» EXERCISE REQUIREMENTS:
Reproduce every entry in the listing without alteration.

» MATERIAL:
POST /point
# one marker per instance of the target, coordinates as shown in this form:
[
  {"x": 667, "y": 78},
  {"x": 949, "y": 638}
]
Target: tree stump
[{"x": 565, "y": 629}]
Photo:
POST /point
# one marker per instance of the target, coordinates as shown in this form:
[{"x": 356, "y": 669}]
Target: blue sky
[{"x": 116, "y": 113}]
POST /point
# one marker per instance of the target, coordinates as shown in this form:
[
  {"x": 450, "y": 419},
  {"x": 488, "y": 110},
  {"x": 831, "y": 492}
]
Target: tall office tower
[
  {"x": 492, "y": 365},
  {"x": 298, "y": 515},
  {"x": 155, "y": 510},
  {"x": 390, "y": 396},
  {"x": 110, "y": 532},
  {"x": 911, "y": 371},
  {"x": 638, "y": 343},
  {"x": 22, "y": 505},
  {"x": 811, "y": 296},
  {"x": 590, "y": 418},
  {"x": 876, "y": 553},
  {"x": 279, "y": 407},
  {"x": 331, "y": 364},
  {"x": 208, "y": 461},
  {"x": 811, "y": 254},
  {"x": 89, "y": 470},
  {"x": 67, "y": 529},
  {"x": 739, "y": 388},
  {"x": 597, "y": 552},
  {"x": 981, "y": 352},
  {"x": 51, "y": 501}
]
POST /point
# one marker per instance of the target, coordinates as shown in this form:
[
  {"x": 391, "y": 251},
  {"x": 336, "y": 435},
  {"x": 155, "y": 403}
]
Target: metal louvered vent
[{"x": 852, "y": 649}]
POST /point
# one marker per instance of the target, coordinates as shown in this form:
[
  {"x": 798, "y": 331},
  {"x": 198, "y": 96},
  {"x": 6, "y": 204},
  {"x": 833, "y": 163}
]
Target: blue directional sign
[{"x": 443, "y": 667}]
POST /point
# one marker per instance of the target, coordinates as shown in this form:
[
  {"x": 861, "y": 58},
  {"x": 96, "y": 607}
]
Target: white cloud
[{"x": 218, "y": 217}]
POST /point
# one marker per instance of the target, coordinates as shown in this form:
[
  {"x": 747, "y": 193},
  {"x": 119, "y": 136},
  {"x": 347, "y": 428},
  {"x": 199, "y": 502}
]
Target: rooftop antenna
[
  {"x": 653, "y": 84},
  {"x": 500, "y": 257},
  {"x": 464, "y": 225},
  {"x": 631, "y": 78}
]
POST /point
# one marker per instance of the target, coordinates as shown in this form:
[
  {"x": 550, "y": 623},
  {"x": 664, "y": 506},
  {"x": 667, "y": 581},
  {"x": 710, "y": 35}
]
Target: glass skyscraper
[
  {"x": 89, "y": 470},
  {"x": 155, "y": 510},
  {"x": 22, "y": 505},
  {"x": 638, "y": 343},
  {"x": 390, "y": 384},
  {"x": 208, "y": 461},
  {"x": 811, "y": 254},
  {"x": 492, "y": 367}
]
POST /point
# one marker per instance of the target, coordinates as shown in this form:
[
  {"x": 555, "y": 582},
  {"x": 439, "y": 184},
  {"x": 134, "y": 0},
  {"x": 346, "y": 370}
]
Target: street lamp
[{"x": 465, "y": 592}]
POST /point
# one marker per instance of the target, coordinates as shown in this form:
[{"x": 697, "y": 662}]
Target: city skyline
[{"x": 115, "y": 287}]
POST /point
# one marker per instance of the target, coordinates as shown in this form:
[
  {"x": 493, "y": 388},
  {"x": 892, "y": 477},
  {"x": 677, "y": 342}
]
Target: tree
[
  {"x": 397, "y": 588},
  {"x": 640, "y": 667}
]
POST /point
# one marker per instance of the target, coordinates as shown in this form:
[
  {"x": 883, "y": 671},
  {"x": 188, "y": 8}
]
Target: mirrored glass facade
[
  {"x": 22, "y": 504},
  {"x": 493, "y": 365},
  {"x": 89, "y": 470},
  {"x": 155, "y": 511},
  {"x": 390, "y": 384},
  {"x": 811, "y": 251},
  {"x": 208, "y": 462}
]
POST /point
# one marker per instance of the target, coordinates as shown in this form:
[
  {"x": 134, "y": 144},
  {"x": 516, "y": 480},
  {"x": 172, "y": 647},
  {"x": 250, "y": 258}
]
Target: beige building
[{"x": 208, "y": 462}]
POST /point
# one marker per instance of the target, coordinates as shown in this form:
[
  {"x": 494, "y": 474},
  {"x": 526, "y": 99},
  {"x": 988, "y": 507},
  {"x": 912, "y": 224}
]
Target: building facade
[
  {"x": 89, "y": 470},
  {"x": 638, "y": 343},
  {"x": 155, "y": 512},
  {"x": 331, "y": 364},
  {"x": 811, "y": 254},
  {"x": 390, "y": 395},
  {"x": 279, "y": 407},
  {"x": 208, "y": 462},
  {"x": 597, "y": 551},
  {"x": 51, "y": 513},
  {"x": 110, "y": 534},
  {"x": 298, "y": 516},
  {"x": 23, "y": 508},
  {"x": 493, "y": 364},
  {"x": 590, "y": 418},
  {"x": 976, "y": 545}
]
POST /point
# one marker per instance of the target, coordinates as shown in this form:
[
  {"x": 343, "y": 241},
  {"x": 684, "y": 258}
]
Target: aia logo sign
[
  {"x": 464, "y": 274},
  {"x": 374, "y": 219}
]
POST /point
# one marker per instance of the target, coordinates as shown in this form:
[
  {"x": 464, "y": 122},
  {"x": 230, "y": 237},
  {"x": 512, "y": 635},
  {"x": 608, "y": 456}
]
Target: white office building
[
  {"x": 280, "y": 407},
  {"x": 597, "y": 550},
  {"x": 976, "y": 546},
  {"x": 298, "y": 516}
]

» FULL ANSWER:
POST /point
# one marker per instance of the target, coordinates as shown in this form:
[
  {"x": 667, "y": 78},
  {"x": 949, "y": 638}
]
Target: tree stump
[{"x": 565, "y": 629}]
Photo:
POST /point
# one marker per instance of the target, coordinates as shown in this form:
[{"x": 356, "y": 669}]
Target: blue sky
[{"x": 116, "y": 113}]
POST /point
# one marker per instance of the target, coordinates as shown in this form:
[
  {"x": 450, "y": 419},
  {"x": 488, "y": 110},
  {"x": 831, "y": 492}
]
Target: tall office tower
[
  {"x": 492, "y": 365},
  {"x": 298, "y": 515},
  {"x": 155, "y": 510},
  {"x": 390, "y": 396},
  {"x": 110, "y": 532},
  {"x": 911, "y": 371},
  {"x": 638, "y": 343},
  {"x": 22, "y": 505},
  {"x": 811, "y": 296},
  {"x": 590, "y": 418},
  {"x": 876, "y": 553},
  {"x": 279, "y": 407},
  {"x": 331, "y": 364},
  {"x": 208, "y": 461},
  {"x": 811, "y": 254},
  {"x": 89, "y": 470},
  {"x": 67, "y": 529},
  {"x": 739, "y": 388},
  {"x": 597, "y": 552},
  {"x": 981, "y": 352},
  {"x": 51, "y": 501}
]
POST /point
# one marker per instance of the target, coordinates as shown in this form:
[
  {"x": 391, "y": 251},
  {"x": 336, "y": 435},
  {"x": 155, "y": 403}
]
Target: metal louvered vent
[{"x": 852, "y": 649}]
POST /point
# one marker per instance of the target, coordinates as shown in this form:
[
  {"x": 798, "y": 331},
  {"x": 198, "y": 96},
  {"x": 6, "y": 204},
  {"x": 833, "y": 163}
]
Target: blue directional sign
[{"x": 443, "y": 667}]
POST /point
# one marker per instance of the target, coordinates as shown in this form:
[
  {"x": 861, "y": 58},
  {"x": 96, "y": 607}
]
Target: white cloud
[{"x": 218, "y": 217}]
POST /point
# one marker per instance of the target, coordinates as shown in this form:
[
  {"x": 747, "y": 193},
  {"x": 119, "y": 136},
  {"x": 347, "y": 428},
  {"x": 199, "y": 502}
]
Target: rooftop antenna
[
  {"x": 653, "y": 84},
  {"x": 500, "y": 257},
  {"x": 464, "y": 225},
  {"x": 631, "y": 78}
]
POST /point
# one marker per instance of the target, coordinates as shown in this form:
[
  {"x": 550, "y": 623},
  {"x": 664, "y": 506},
  {"x": 667, "y": 581},
  {"x": 710, "y": 35}
]
Target: glass skyscraper
[
  {"x": 89, "y": 470},
  {"x": 155, "y": 510},
  {"x": 22, "y": 505},
  {"x": 638, "y": 343},
  {"x": 390, "y": 384},
  {"x": 208, "y": 461},
  {"x": 811, "y": 254},
  {"x": 492, "y": 367}
]
POST /point
# one marker per instance of the target, coordinates as shown in this form:
[
  {"x": 555, "y": 582},
  {"x": 439, "y": 184},
  {"x": 134, "y": 0},
  {"x": 346, "y": 370}
]
Target: street lamp
[{"x": 465, "y": 592}]
POST /point
# one marker per instance of the target, coordinates as shown in this form:
[{"x": 697, "y": 662}]
Target: city skyline
[{"x": 115, "y": 287}]
POST /point
# one marker per instance of the target, coordinates as shown in this form:
[
  {"x": 493, "y": 388},
  {"x": 892, "y": 477},
  {"x": 677, "y": 342}
]
Target: tree
[
  {"x": 397, "y": 588},
  {"x": 640, "y": 667}
]
POST /point
# one marker per instance of the target, coordinates as shown in this form:
[
  {"x": 883, "y": 671},
  {"x": 188, "y": 8}
]
Target: mirrored glass facade
[
  {"x": 22, "y": 504},
  {"x": 493, "y": 365},
  {"x": 89, "y": 470},
  {"x": 155, "y": 511},
  {"x": 390, "y": 384},
  {"x": 811, "y": 251},
  {"x": 208, "y": 462}
]
POST /point
# one marker per instance of the target, coordinates as shown in this form:
[
  {"x": 134, "y": 144},
  {"x": 516, "y": 480},
  {"x": 172, "y": 647},
  {"x": 250, "y": 258}
]
Target: beige building
[{"x": 208, "y": 462}]
POST /point
# one marker per instance of the target, coordinates as shown in this form:
[
  {"x": 494, "y": 474},
  {"x": 526, "y": 99},
  {"x": 988, "y": 507},
  {"x": 912, "y": 224}
]
Target: building facade
[
  {"x": 89, "y": 470},
  {"x": 638, "y": 343},
  {"x": 155, "y": 512},
  {"x": 331, "y": 364},
  {"x": 811, "y": 254},
  {"x": 390, "y": 395},
  {"x": 279, "y": 407},
  {"x": 208, "y": 462},
  {"x": 597, "y": 551},
  {"x": 51, "y": 513},
  {"x": 110, "y": 534},
  {"x": 298, "y": 516},
  {"x": 23, "y": 508},
  {"x": 493, "y": 364},
  {"x": 590, "y": 418},
  {"x": 976, "y": 545}
]
POST /point
# one marker per instance of the target, coordinates as shown in this form:
[
  {"x": 343, "y": 241},
  {"x": 684, "y": 258}
]
Target: aia logo sign
[
  {"x": 464, "y": 274},
  {"x": 374, "y": 219}
]
POST /point
# one marker per instance of the target, coordinates as shown in this form:
[
  {"x": 464, "y": 122},
  {"x": 230, "y": 237},
  {"x": 512, "y": 635},
  {"x": 608, "y": 456}
]
Target: white office building
[
  {"x": 280, "y": 407},
  {"x": 597, "y": 550},
  {"x": 976, "y": 546},
  {"x": 298, "y": 516}
]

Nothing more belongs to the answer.